Stored data
====
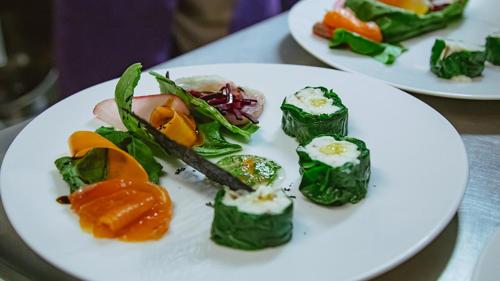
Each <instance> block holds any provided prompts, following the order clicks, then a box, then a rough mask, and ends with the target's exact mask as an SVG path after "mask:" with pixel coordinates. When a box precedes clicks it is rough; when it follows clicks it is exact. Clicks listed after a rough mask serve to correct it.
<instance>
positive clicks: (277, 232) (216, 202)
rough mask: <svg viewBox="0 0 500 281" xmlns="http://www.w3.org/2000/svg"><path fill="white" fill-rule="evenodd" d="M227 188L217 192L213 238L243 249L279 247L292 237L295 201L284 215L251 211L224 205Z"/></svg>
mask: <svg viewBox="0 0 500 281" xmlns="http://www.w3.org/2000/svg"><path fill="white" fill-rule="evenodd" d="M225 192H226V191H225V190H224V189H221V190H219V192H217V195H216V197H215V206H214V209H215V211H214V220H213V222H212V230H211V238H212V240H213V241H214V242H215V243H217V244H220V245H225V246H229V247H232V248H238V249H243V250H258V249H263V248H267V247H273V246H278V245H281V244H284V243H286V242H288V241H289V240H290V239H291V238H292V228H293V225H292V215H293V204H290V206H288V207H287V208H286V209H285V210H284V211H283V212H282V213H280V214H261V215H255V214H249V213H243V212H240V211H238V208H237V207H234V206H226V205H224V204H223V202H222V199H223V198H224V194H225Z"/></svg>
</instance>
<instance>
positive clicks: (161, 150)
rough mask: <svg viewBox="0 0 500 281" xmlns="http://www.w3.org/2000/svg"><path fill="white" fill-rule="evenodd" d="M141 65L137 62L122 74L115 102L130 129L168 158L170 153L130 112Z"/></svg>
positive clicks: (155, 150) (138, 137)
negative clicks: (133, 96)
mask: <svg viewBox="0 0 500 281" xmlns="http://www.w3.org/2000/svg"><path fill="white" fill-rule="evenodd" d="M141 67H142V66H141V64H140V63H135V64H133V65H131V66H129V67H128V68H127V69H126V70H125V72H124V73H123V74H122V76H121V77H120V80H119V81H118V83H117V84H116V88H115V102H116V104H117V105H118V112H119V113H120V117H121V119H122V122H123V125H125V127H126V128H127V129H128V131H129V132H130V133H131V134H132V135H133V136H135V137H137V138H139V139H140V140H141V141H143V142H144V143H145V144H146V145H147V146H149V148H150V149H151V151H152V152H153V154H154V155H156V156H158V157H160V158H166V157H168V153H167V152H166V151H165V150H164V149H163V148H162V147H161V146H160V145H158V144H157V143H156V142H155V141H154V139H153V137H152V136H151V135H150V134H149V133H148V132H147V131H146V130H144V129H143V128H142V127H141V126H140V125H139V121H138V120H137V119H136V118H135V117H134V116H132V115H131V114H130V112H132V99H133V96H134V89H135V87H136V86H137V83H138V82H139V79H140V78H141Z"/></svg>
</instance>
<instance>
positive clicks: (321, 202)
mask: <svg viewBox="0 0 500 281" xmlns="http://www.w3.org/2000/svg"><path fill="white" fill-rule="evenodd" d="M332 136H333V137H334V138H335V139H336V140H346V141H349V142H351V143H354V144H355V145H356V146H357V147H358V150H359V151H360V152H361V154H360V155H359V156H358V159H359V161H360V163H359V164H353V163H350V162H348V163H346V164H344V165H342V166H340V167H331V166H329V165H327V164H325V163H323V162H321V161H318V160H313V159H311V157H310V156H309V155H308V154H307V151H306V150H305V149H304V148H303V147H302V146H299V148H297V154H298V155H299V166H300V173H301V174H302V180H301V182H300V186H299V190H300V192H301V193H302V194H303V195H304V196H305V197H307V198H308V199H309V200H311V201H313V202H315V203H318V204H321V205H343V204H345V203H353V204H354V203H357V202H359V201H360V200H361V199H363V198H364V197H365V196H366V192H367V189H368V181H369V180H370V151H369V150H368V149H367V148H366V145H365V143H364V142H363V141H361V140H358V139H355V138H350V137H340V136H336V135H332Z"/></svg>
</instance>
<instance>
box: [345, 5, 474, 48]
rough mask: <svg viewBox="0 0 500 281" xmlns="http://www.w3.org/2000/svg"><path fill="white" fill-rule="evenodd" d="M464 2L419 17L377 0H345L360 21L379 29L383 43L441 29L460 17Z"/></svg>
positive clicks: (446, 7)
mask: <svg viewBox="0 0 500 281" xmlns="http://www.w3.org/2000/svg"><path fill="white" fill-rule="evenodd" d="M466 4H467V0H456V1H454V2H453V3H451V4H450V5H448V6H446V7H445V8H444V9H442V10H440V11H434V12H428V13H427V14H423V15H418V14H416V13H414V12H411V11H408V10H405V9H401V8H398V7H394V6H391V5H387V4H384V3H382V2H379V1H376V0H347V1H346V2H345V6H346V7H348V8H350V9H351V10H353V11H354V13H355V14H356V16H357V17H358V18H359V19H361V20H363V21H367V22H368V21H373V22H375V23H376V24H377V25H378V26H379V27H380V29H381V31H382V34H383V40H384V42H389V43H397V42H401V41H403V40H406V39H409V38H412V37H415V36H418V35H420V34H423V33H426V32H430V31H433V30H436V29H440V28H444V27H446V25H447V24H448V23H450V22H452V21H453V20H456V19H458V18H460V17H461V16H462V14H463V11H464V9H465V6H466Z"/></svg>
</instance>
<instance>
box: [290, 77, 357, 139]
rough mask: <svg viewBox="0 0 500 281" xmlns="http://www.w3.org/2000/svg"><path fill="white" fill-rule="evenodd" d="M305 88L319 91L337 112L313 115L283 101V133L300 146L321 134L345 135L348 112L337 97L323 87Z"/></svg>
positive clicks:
====
What this task involves:
Change every occurrence of "rough mask" to "coarse mask" throughout the records above, leaving all other text as it is. Omit the pictures from your answer.

Response area:
Each <instance> block holds any provided prompts, following the order clicks, then a box, then a coarse mask, and ends with the target's exact mask as an SVG path after "mask:" with pixel coordinates. When a box precedes clicks it is rough; when it follows clicks it is exact. Clicks listed after a coarse mask serve to correct it.
<instance>
positive clicks: (277, 232) (216, 202)
coarse mask: <svg viewBox="0 0 500 281" xmlns="http://www.w3.org/2000/svg"><path fill="white" fill-rule="evenodd" d="M227 188L217 192L213 238L243 249L279 247L292 237L295 201L284 215L251 211L224 205Z"/></svg>
mask: <svg viewBox="0 0 500 281" xmlns="http://www.w3.org/2000/svg"><path fill="white" fill-rule="evenodd" d="M225 192H226V191H225V190H224V189H221V190H219V192H217V195H216V197H215V206H214V209H215V211H214V220H213V222H212V230H211V238H212V240H213V241H214V242H215V243H217V244H220V245H225V246H229V247H232V248H238V249H243V250H258V249H263V248H267V247H273V246H278V245H281V244H284V243H286V242H288V241H289V240H290V239H291V238H292V228H293V225H292V215H293V204H290V206H288V207H287V208H286V209H285V210H284V211H283V212H282V213H280V214H261V215H255V214H249V213H243V212H240V211H238V208H237V207H234V206H226V205H224V204H223V202H222V199H223V198H224V194H225Z"/></svg>
</instance>
<instance>
positive clicks: (161, 150)
coarse mask: <svg viewBox="0 0 500 281" xmlns="http://www.w3.org/2000/svg"><path fill="white" fill-rule="evenodd" d="M141 65L137 62L122 74L115 102L130 129L168 158L170 153L130 112Z"/></svg>
positive clicks: (155, 150) (138, 137)
negative clicks: (133, 96)
mask: <svg viewBox="0 0 500 281" xmlns="http://www.w3.org/2000/svg"><path fill="white" fill-rule="evenodd" d="M141 67H142V66H141V64H140V63H135V64H133V65H131V66H129V67H128V68H127V69H126V70H125V72H124V73H123V74H122V76H121V77H120V80H119V81H118V83H117V84H116V88H115V102H116V104H117V105H118V112H119V113H120V117H121V119H122V122H123V125H125V127H126V128H127V129H128V131H129V132H130V133H131V134H132V135H133V136H135V137H137V138H139V139H140V140H141V141H143V142H144V143H145V144H146V145H147V146H149V148H150V149H151V151H152V152H153V154H154V155H156V156H158V157H160V158H166V157H168V153H167V152H166V151H165V150H164V149H163V148H162V147H161V146H160V145H158V144H157V143H156V142H155V141H154V139H153V137H152V136H151V135H150V134H149V133H148V132H147V131H146V130H144V129H143V128H142V127H141V126H140V125H139V121H138V120H137V119H136V118H135V117H134V116H132V115H131V114H130V112H132V99H133V96H134V89H135V87H136V86H137V83H138V82H139V79H140V78H141Z"/></svg>
</instance>
<instance>
positive clicks: (321, 202)
mask: <svg viewBox="0 0 500 281" xmlns="http://www.w3.org/2000/svg"><path fill="white" fill-rule="evenodd" d="M332 136H333V137H334V138H335V139H336V140H346V141H349V142H351V143H354V144H355V145H356V146H357V147H358V150H359V151H360V152H361V154H360V155H359V156H358V159H359V161H360V163H359V164H353V163H350V162H348V163H346V164H344V165H342V166H340V167H331V166H329V165H327V164H325V163H323V162H321V161H318V160H313V159H311V157H310V156H309V155H308V154H307V151H306V150H305V149H304V148H303V147H302V146H299V148H297V154H298V155H299V166H300V173H301V174H302V180H301V182H300V186H299V190H300V192H301V193H302V194H303V195H304V196H305V197H307V198H308V199H309V200H311V201H313V202H315V203H318V204H321V205H343V204H345V203H353V204H354V203H357V202H359V201H360V200H361V199H363V198H364V197H365V196H366V192H367V189H368V181H369V180H370V151H369V150H368V149H367V148H366V145H365V143H364V142H363V141H361V140H358V139H355V138H350V137H340V136H336V135H332Z"/></svg>
</instance>
<instance>
box: [345, 5, 474, 48]
coarse mask: <svg viewBox="0 0 500 281" xmlns="http://www.w3.org/2000/svg"><path fill="white" fill-rule="evenodd" d="M464 2L419 17L377 0H345L360 21L379 29L383 43L441 29L460 17Z"/></svg>
positive clicks: (446, 7)
mask: <svg viewBox="0 0 500 281" xmlns="http://www.w3.org/2000/svg"><path fill="white" fill-rule="evenodd" d="M466 4H467V0H456V1H454V2H453V3H451V4H450V5H448V6H446V7H445V8H444V9H442V10H440V11H434V12H428V13H427V14H423V15H418V14H416V13H414V12H411V11H408V10H405V9H401V8H398V7H394V6H391V5H387V4H384V3H382V2H379V1H376V0H347V1H346V2H345V6H346V7H348V8H350V9H351V10H353V11H354V13H355V14H356V16H357V17H358V18H359V19H361V20H363V21H367V22H368V21H373V22H375V23H376V24H377V25H378V26H379V27H380V29H381V31H382V34H383V40H384V42H389V43H397V42H401V41H403V40H406V39H409V38H412V37H415V36H418V35H420V34H423V33H426V32H430V31H433V30H436V29H440V28H444V27H446V25H447V24H448V23H450V22H452V21H453V20H456V19H458V18H460V17H461V16H462V14H463V11H464V9H465V6H466Z"/></svg>
</instance>
<instance>
box: [290, 77, 357, 139]
coarse mask: <svg viewBox="0 0 500 281" xmlns="http://www.w3.org/2000/svg"><path fill="white" fill-rule="evenodd" d="M305 88L319 91L337 112L313 115L283 101V133L300 146L321 134L345 135L348 112L337 97L323 87Z"/></svg>
positive clicks:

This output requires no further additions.